**** Extracted material

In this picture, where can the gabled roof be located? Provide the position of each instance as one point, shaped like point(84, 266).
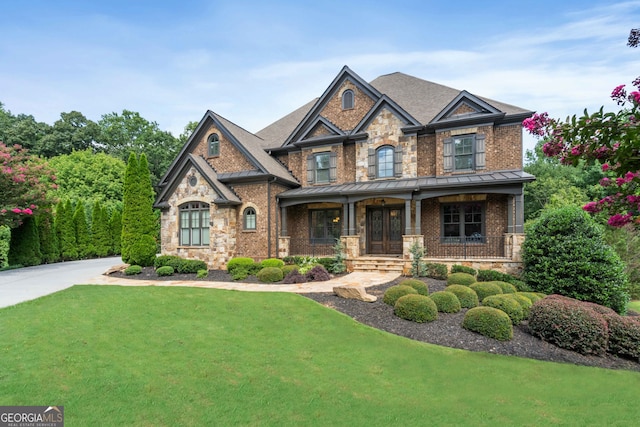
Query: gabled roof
point(247, 143)
point(224, 194)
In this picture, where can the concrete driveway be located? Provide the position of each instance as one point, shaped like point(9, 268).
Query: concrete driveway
point(29, 283)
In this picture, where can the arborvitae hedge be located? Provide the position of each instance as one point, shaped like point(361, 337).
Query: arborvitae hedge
point(24, 248)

********

▸ Task statement
Can you repeat every one of the items above word for word, leaving the pictures out?

▸ Final result
In this picture, where can the gabled roof be located? Provide the position of each instance as one point, shaped like point(84, 266).
Query: gabled roof
point(247, 143)
point(224, 194)
In this picture, where can the concrete driveway be located? Provide the position of each instance as one point, shaped like point(9, 268).
Query: concrete driveway
point(29, 283)
In this picture, where can the arborvitae hedge be located? Provide the position of each instance as one point, shaped like point(361, 337).
Query: arborvitae hedge
point(24, 248)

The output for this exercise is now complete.